* [Belge alıntısı]
_____

Hangi yorumla bakılırsa bakılsın görme ve akabinde bilince bağlı olarak kendisini ve dış dünyayı kavrama insanın derinliğinde sürekli bir ayna karşısında olduğu düşüncesine sahip bulunduğunu göstermektedir. Tanpınar’da bu seyretme durumu kendini seyretmeden bütün kâinatı seyretmeye dönüşür. Onun eserleri seyretmeye ve düşünmeye dayanan ruhun yansımasıdır. Dış dünyanın gerçeklerini seyreden Ahmet Hamdi Tanpınar sadece seyretmekle yetinmez, onun romanlarında her bir kahraman adeta toplumdaki her kesimden insana tutulmuş bir ayna gibidir. Tanpınar kendi birliğindeki çokluğu, çokluk içindeki kendi benini aynada arar.

Ahmet Hamdi Tanpınar'da su bir nevi ayna gibidir, insana kendi yansımasını verir. Antalya’da denizi seyreden Tanpınar adeta her görüntüde kendi ruh yansımasını görür, kendisini bulur. Tanpınar’ın dünyasında kozmosla birleşmek, seyretmekle yetinmeyip aynanın ötesine geçmek, benliğin diğer parçasıyla birleşmek önemlidir. Bu durum Tanpınar’ın kuvvetle bağlı olduğu Bergson felsefesini ön plana çıkarır.

Tanpınar’ın kimi eserlerinde aynalar geçmişi nakleden varlıklardır. Tanpınar aynaların bizi bizden daha iyi tanıdığını belirtir. Aynalar Tanpınar’a göre her türlü değişmenin şahididir ve bizi geçmişe götüren önemli bir rehberdir. Yazar aynaların birçok hatırayı kendi içinde barındırdığını belirtir fakat zaman unsuru her geçen gün bu hatıraları hafızamızdan siler, aynanın karanlık yüzünde hapseder. Aynanın karanlık yüzünde ise insanın tüm mazisini

(26)

_____

* [Kayıtlı veriler]
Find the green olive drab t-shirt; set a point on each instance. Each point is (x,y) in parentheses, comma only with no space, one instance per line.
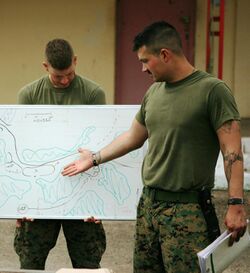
(80,91)
(181,119)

_____

* [Görev yönergesi] Tanpınar'da ayna imgesini ele alan metne göre Tanpınar hangi felsefeye kuvvetle bağlıdır?

* [Tam çıktı] Bergson felsefesine.